[Data entries]
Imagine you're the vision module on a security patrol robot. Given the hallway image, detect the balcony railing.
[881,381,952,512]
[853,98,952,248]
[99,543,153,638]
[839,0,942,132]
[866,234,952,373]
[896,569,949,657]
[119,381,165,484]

**Problem:** Copy the lines above word for word.

**Task answer:**
Imagine you're the vision module on a security patrol robot. Given the hallway image, detect the balcony railing.
[881,381,952,512]
[853,98,952,248]
[99,543,153,638]
[839,0,942,132]
[866,234,952,373]
[896,569,949,657]
[119,381,165,484]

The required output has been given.